══ Extracted text

Twilight the National Anthem by Stanley David Gedzelman

 

Due to a traffic delay, we didn’t get to the ballpark in time to eat. I was starved but anyone not seated at least 10 minutes before game time was kept in a huge holding pen and was not released until the 5th inning. While the National Anthem played everyone stood silently at attention, except a few giggling teenagers, who were promptly evicted and banished from the stadium for life.

I bought dinner as soon as I was released from the holding pen. Biting into a Ballpark Frank, my tooth split right down to the nerve. I need not describe the pain. So, as we called our dentist and (after listening to a recording of the National Anthem) left a message for her to meet us at her office we raced out to the huge parking lot and eventually found our car. My wife started the engine. But before the car would move, the radio automatically turned on to KUSA and played the National Anthem.”

When we arrived at the dentist’s office I raced into the dentist’s chair. The dentist strolled in, gazed into my mouth and said, “That’s a real deep split. I can see you were eating a Ballpark Frank.”

════

• [What you need to do]
According to the ballpark story, until which inning were people who were not seated at least 10 minutes before game time kept in the holding pen? Rely solely on the ballpark story above for what follows.

══ Excerpted data

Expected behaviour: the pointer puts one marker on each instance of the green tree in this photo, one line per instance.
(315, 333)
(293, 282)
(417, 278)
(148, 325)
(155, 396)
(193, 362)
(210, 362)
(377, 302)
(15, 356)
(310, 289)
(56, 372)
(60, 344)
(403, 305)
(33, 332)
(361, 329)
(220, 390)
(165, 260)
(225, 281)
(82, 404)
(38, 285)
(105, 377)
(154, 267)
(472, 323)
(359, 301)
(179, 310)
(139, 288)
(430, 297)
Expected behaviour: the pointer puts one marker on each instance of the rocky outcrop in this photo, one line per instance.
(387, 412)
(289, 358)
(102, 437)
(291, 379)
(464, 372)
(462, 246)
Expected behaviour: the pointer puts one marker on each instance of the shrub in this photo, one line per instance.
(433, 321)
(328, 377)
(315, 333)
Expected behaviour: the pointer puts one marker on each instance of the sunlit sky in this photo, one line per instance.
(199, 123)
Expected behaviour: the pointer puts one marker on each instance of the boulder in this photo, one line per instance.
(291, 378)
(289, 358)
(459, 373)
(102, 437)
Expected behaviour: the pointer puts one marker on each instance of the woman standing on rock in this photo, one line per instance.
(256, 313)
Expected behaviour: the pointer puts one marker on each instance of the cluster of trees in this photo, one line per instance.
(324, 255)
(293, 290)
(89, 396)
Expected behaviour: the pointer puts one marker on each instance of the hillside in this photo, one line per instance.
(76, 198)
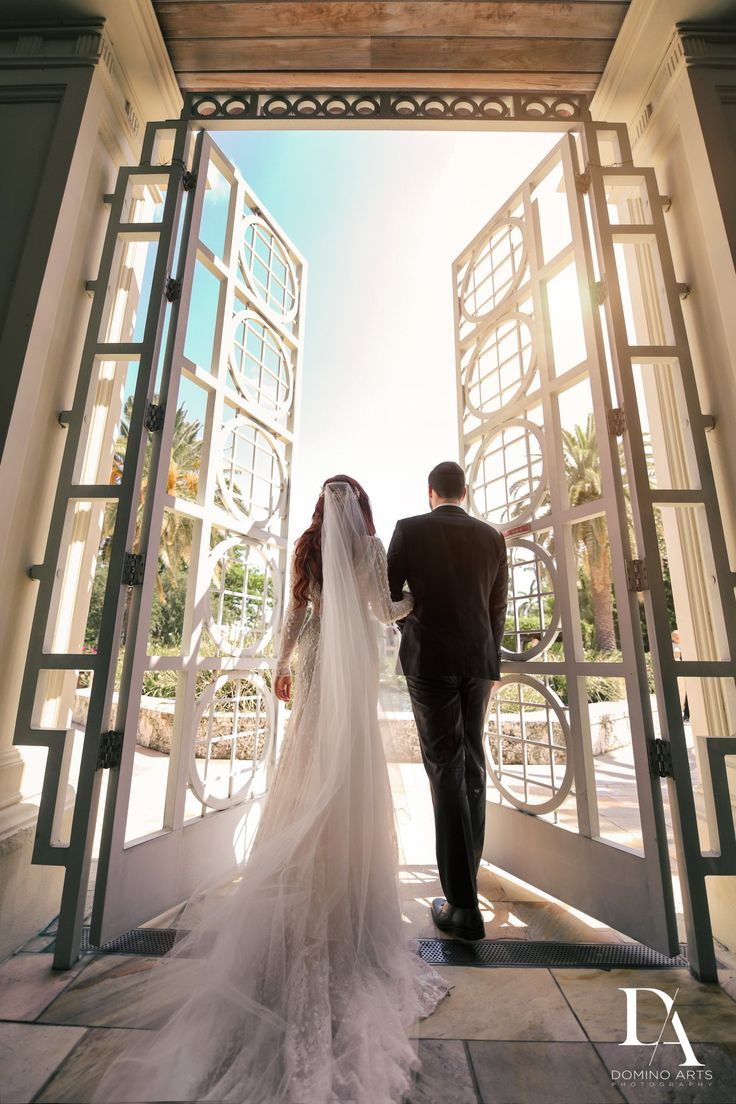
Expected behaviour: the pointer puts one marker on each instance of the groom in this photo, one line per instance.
(456, 569)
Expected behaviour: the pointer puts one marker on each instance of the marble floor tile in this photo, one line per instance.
(77, 1079)
(445, 1074)
(596, 998)
(503, 1002)
(535, 1072)
(116, 990)
(28, 985)
(667, 1082)
(36, 945)
(29, 1054)
(727, 980)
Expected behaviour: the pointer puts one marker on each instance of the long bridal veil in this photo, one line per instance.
(299, 985)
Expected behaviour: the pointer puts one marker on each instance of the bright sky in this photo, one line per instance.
(380, 218)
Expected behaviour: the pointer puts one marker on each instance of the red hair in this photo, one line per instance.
(308, 549)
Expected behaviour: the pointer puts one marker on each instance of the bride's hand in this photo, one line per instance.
(283, 687)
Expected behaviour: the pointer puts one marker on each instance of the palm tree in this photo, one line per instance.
(584, 483)
(182, 480)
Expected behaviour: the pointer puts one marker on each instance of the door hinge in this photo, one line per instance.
(132, 569)
(109, 750)
(636, 575)
(660, 759)
(172, 288)
(616, 418)
(598, 293)
(153, 420)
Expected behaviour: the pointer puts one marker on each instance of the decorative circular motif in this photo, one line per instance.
(494, 271)
(535, 108)
(508, 478)
(206, 106)
(532, 583)
(461, 107)
(236, 709)
(528, 749)
(502, 364)
(259, 363)
(565, 109)
(251, 475)
(244, 597)
(267, 268)
(336, 105)
(307, 105)
(365, 105)
(234, 107)
(494, 108)
(277, 105)
(405, 106)
(435, 107)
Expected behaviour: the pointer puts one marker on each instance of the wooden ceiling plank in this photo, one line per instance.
(237, 81)
(566, 55)
(224, 19)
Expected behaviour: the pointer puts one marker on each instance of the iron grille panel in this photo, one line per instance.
(546, 954)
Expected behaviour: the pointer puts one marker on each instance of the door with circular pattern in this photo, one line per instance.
(573, 807)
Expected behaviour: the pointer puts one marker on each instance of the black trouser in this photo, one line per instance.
(450, 712)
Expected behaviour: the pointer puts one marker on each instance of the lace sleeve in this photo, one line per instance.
(379, 592)
(290, 628)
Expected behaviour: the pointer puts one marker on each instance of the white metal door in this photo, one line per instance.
(585, 444)
(544, 467)
(164, 572)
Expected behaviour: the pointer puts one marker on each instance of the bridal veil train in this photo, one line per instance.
(300, 985)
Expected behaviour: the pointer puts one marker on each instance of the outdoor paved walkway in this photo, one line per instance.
(504, 1036)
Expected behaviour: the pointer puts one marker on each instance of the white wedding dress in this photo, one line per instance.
(300, 986)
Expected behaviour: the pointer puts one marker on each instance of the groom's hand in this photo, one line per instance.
(283, 687)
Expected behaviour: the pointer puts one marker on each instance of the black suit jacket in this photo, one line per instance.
(457, 570)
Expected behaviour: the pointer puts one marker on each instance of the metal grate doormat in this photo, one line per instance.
(543, 953)
(141, 941)
(486, 953)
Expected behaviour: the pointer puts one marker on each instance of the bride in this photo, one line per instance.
(299, 986)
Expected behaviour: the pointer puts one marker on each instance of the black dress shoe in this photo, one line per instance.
(465, 923)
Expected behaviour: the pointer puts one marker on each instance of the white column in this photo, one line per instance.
(675, 88)
(83, 96)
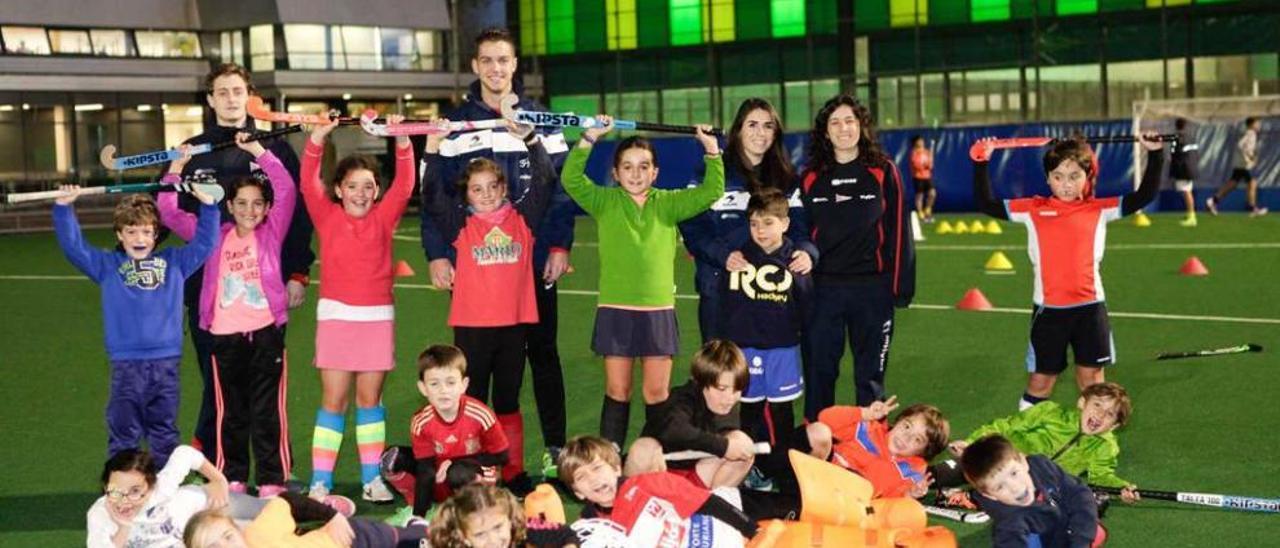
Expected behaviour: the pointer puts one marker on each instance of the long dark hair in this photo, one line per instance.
(776, 169)
(822, 154)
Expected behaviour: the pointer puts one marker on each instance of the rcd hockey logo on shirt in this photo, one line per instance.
(764, 283)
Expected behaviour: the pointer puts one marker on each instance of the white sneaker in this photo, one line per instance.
(318, 492)
(378, 492)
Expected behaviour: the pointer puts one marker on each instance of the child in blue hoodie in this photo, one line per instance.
(141, 314)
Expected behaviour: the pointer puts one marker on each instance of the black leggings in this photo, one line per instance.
(496, 354)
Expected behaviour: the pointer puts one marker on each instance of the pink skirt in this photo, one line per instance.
(356, 346)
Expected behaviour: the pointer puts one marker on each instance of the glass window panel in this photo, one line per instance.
(974, 96)
(620, 21)
(306, 46)
(981, 10)
(1235, 74)
(686, 22)
(261, 46)
(429, 50)
(1077, 7)
(1070, 92)
(112, 42)
(787, 18)
(732, 97)
(561, 37)
(74, 42)
(49, 144)
(718, 23)
(397, 49)
(686, 106)
(168, 44)
(26, 40)
(1136, 81)
(908, 13)
(871, 14)
(364, 51)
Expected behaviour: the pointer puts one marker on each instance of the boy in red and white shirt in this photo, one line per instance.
(451, 428)
(1065, 238)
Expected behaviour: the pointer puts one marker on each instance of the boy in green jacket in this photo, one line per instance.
(636, 227)
(1079, 439)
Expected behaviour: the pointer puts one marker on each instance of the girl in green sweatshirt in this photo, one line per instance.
(636, 225)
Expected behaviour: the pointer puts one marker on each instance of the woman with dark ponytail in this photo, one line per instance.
(859, 222)
(754, 159)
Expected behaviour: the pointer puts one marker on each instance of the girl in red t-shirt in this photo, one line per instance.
(356, 318)
(493, 287)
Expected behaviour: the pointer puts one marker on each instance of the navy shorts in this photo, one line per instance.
(775, 374)
(1084, 328)
(635, 333)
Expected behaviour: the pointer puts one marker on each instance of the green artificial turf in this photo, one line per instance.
(1205, 424)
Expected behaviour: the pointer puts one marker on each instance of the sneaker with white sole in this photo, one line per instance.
(318, 492)
(343, 505)
(376, 492)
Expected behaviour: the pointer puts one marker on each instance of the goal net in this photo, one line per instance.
(1216, 124)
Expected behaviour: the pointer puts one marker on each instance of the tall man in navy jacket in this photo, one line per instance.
(494, 65)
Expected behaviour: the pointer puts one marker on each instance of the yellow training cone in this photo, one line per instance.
(999, 263)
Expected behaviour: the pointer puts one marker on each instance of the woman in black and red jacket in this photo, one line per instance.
(859, 220)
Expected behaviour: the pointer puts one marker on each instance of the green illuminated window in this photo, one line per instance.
(718, 21)
(686, 22)
(787, 17)
(982, 10)
(533, 27)
(620, 21)
(909, 13)
(560, 27)
(1077, 7)
(871, 14)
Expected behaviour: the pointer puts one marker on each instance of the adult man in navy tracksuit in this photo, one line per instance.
(496, 64)
(227, 90)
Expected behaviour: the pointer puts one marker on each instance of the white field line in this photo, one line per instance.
(694, 297)
(1016, 246)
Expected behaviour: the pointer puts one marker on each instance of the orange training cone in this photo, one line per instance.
(973, 300)
(1193, 266)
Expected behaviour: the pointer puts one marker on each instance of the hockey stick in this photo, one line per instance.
(108, 155)
(369, 122)
(963, 516)
(209, 188)
(981, 150)
(1211, 499)
(689, 455)
(574, 120)
(1242, 348)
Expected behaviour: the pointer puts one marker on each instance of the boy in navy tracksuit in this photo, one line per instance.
(763, 310)
(1032, 501)
(141, 314)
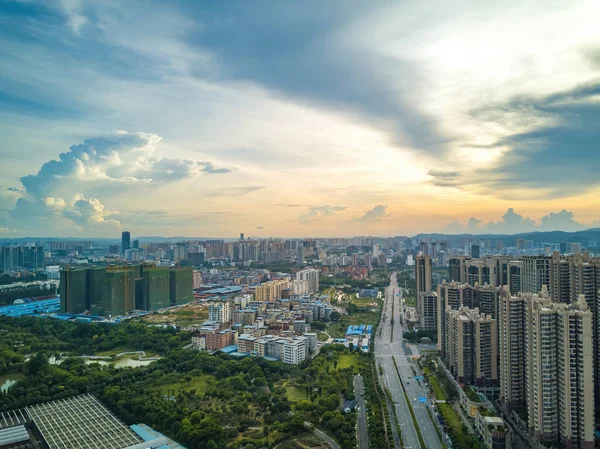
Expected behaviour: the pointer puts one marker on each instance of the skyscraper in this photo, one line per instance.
(546, 367)
(423, 274)
(125, 241)
(300, 255)
(428, 311)
(535, 273)
(311, 276)
(457, 269)
(472, 347)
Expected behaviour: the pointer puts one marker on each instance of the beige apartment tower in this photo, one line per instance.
(453, 295)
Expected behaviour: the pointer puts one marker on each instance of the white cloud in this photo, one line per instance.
(120, 158)
(320, 212)
(513, 223)
(377, 213)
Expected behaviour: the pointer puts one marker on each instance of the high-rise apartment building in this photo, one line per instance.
(428, 311)
(547, 366)
(311, 276)
(485, 298)
(560, 278)
(220, 312)
(449, 295)
(514, 278)
(511, 330)
(299, 287)
(196, 279)
(457, 269)
(472, 342)
(300, 255)
(423, 274)
(13, 258)
(559, 366)
(535, 273)
(125, 241)
(270, 291)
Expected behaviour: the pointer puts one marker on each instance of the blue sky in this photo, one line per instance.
(298, 118)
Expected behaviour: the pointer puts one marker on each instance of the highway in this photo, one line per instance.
(390, 350)
(359, 391)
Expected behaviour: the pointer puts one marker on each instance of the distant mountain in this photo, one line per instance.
(539, 236)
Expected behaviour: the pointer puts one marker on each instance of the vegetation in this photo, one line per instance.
(24, 291)
(201, 400)
(415, 336)
(458, 432)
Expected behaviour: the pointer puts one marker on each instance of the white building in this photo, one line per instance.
(311, 276)
(219, 312)
(298, 287)
(294, 351)
(196, 279)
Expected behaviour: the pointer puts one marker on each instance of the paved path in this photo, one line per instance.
(392, 353)
(359, 391)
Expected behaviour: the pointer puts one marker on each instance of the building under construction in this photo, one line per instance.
(74, 297)
(181, 286)
(118, 290)
(156, 288)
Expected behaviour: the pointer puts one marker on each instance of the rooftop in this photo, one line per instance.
(79, 422)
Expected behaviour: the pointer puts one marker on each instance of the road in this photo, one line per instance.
(391, 353)
(363, 437)
(324, 437)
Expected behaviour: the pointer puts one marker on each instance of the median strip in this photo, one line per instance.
(410, 409)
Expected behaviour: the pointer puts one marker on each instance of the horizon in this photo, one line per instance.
(249, 237)
(171, 119)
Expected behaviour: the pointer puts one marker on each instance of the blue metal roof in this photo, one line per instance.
(229, 349)
(31, 308)
(223, 290)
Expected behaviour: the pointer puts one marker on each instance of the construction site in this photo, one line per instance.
(117, 290)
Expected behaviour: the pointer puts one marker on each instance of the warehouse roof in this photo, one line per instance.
(81, 422)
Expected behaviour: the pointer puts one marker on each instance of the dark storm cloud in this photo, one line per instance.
(559, 159)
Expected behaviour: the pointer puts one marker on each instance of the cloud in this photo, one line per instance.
(562, 220)
(377, 213)
(556, 157)
(320, 212)
(75, 19)
(513, 223)
(232, 191)
(121, 158)
(473, 223)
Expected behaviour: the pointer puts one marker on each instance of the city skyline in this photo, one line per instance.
(291, 120)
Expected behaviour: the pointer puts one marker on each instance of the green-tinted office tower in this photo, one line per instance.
(74, 291)
(157, 287)
(96, 280)
(119, 292)
(181, 286)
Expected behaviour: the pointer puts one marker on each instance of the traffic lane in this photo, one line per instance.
(409, 433)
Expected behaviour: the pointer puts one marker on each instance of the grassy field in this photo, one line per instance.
(338, 330)
(184, 316)
(451, 418)
(201, 384)
(364, 302)
(345, 361)
(292, 392)
(435, 385)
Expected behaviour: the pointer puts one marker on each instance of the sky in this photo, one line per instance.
(284, 118)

════

• [Solution]
The 5th inning.